Textabschnitt>

┌────────

2021 feierten zumindest die Freunde der deutschen Barockdichtung und ein paar Greifswalder ihren 400. Geburtstag. Denn 1621 war in Greifswald eine der begabtesten deutschen Dichterinnen geboren worden, die aber schon 1638, gerade 17 Jahre alt, an der Ruhr starb. Die Texte der Bürgermeistertochter Sibylla Schwarz haben überlebt, weil der Pfarrer und kurzzeitige Hauslehrer Samuel Gerlach sie 1650 postum in zwei Bänden veröffentlichte.
Nicht ganz ordentlich und mit vielen Druckfehlern, über die selbst Gerlach noch entsetzt war. Aber dafür, dass die Sonette, Lieder und Bindgedichte der jungen Greifswalderin ansonsten fast komplett verloren gegangen wären, war sein Bemühen eine große verlegerische Leistung.
Michael Gratz, der die überlieferten Texte von Sibylla Schwarz in einer kritischen Ausgabe in zwei Bänden herausgegeben hat, geht im Anhang zu diesem gerade erschienenen zweiten Band ausführlich auf die Editionsgeschichte ein. Und auch darauf, wie fahrlässig die Literaturgeschichte mit Sibylla Schwarz umgegangen ist.
Eine Literaturgeschichtsschreibung, die sogar ziemlich konsequent daran arbeitete, die dichtenden Frauen des Barock wieder aus der Überlieferung zu tilgen, sie einfach verschwinden zu lassen oder nur beiläufig und dann auch noch völlig falsch klassifiziert zu erwähnen.
Für Gratz ein sicheres Anzeichen dafür, dass die Lexikonautoren sich nicht mal die Mühe gemacht hatten, die von Gerlach herausgegebenen Bände zu lesen, sondern nur die da und dort in barocken Gedichtsammlungen abgedruckten Texte. Ganz konnten sie diese junge Dichterin aus Greifswald nicht ignorieren, denn ihre Sonette und einige kirchliche Lieder wurden auch nach dem Tod der jungen Frau nachgedruckt.
Eine Chance für das Wohnhaus der Dichterin
Auch wenn die kritische Beschäftigung mit ihrem Gesamtwerk im Grunde all die Jahrhunderte brachlag: Der 400. Geburtstag war für Gratz der richtige Anlass, die überfällige kritische Gesamtausgabe zu bewerkstelligen. Und im Leipziger Verleger Bertram Reinecke fand er dazu einen Partner, der das Wagnis auf sich nahm.

└────────

Aufgabe 1> Schreib aus dem Text über Sibylla Schwarz das Stück von „2021 feierten zumindest“ bis „große verlegerische Leistung.“ wortgetreu ab.
Aufgabe 2> Wer hat laut dem Text über Sibylla Schwarz die kritische Ausgabe ihrer Texte in zwei Bänden herausgegeben?
Aufgabe 3> Setz den Text über Sibylla Schwarz nach seinem letzten Satz fort.

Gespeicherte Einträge
┌────────

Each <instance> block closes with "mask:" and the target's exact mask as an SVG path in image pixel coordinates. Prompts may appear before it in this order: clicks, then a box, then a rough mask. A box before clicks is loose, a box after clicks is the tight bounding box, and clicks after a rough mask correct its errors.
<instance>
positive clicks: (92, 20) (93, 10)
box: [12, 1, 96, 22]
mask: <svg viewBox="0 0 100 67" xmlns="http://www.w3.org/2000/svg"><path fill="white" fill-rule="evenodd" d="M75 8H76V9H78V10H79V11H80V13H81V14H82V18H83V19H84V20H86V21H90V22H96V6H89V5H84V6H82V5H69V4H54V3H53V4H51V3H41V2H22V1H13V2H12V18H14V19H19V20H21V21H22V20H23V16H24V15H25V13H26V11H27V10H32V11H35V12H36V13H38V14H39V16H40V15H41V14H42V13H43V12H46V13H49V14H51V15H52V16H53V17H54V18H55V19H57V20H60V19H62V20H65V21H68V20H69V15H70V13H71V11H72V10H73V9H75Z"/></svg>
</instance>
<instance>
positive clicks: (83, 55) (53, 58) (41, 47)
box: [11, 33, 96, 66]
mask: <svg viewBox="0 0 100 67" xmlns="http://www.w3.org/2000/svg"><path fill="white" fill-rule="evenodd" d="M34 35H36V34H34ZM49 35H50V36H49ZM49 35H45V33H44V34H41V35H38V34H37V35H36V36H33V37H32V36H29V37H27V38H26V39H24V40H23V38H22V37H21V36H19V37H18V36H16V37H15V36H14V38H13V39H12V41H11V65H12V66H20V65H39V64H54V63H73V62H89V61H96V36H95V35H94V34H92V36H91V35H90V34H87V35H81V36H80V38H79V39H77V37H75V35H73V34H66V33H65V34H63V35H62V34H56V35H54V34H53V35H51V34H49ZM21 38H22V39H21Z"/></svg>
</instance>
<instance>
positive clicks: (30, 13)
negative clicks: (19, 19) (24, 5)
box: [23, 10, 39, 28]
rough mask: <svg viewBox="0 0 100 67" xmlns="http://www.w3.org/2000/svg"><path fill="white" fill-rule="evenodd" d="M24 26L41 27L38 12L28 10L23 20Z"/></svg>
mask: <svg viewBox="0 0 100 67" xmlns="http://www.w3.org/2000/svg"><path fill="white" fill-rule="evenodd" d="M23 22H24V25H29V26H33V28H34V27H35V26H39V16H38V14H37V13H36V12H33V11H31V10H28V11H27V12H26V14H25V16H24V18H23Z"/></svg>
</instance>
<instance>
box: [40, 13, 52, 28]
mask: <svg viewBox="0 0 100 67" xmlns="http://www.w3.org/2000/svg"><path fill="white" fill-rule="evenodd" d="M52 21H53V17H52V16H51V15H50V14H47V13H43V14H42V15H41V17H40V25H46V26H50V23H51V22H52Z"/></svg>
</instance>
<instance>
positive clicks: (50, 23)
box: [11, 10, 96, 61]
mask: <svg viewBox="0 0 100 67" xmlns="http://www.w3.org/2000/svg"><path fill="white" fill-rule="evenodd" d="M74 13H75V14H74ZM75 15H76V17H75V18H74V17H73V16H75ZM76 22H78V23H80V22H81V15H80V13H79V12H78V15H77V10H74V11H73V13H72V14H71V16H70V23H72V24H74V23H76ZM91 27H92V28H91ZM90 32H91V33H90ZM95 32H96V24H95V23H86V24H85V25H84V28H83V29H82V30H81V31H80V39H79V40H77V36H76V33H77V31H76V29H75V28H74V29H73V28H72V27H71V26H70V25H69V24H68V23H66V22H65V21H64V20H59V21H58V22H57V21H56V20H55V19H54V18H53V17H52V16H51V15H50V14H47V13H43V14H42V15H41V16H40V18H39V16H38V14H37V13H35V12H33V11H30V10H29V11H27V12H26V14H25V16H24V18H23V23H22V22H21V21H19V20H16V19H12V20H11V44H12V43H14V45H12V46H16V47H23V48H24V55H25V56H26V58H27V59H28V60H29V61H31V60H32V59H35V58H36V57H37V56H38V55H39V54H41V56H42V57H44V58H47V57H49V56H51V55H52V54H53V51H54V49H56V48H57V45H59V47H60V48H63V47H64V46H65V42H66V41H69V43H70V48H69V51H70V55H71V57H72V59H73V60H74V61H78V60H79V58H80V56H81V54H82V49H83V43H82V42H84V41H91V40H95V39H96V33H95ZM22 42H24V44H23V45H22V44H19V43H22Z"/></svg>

└────────

Antwort 1>
2021 feierten zumindest die Freunde der deutschen Barockdichtung und ein paar Greifswalder ihren 400. Geburtstag. Denn 1621 war in Greifswald eine der begabtesten deutschen Dichterinnen geboren worden, die aber schon 1638, gerade 17 Jahre alt, an der Ruhr starb. Die Texte der Bürgermeistertochter Sibylla Schwarz haben überlebt, weil der Pfarrer und kurzzeitige Hauslehrer Samuel Gerlach sie 1650 postum in zwei Bänden veröffentlichte.
Nicht ganz ordentlich und mit vielen Druckfehlern, über die selbst Gerlach noch entsetzt war. Aber dafür, dass die Sonette, Lieder und Bindgedichte der jungen Greifswalderin ansonsten fast komplett verloren gegangen wären, war sein Bemühen eine große verlegerische Leistung.

Antwort 2> Michael Gratz

Antwort 3>
Denn das jahrhundertelange Schweigen bedeutet nun einmal auch, dass die junge Frau fast nur in Spezialistenkreisen bekannt war und auch im Kanon der großen Barockdichter von Opitz bis Gryphius nur selten erwähnt wurde.
Dabei ist sie auch für die Greifswalder Geschichte nicht ganz unwichtig, war ihr Vater Christian Schwarz ja während des Dreißigjährigen Krieges Bürgermeister in Greifswald. Die mehrfachen Besetzungen der Stadt durch die diversen Truppen sind als Widerhall auch in Sibyllas Texten zu finden.
Und sogar das Haus, in dem sie lebte und starb, existiert noch. Und seit 2019 hat dieses eindrucksvolle Wohnhaus in der Baderstraße 2, das ihrem Vater Christian Schwarz gehörte, sogar wieder eine Zukunft, nachdem es jahrelang dem Verfall preisgegeben war.
Der Sibylla Schwarz e. V. konnte mit dem Eigentümer des Hauses eine Sanierungs- und Nutzungsvereinbarung unterzeichnen. „Das Nutzungskonzept des Sibylla Schwarz e. V. sieht ein Forschungszentrum vor, in dem neben internationalen Wissenschaftlern auch Arbeitsräume, ein Café und ein Schwarz-Museum ein Zuhause finden könnten“, heißt es auf der Website des Vereins.
Spuren eines Lebens im Dreißigjährigen Krieg
Der zweite Band enthält jetzt „Heroische Stücke, Erzählende Dichtung, Drama“. Wobei man das mit dem Heroischen nicht so eng sehen darf, denn kriegerische Texte wird man von der 17-Jährigen nicht erwarten können. Das Heroische ist für sie vor allem eine Gattung in der Dichtung gewesen.
Gratz erklärt es ausführlich, weil er Sibyllas Texte eben anders als Gerlach tatsächlich versucht hat in eine Ordnung zu bringen. Und da bei den meisten das konkrete Entstehungsdatum fehlt, hat er die Sortierung nach Gattungen gewählt. Was es für die Leserinnen und Leser überschaubarer macht.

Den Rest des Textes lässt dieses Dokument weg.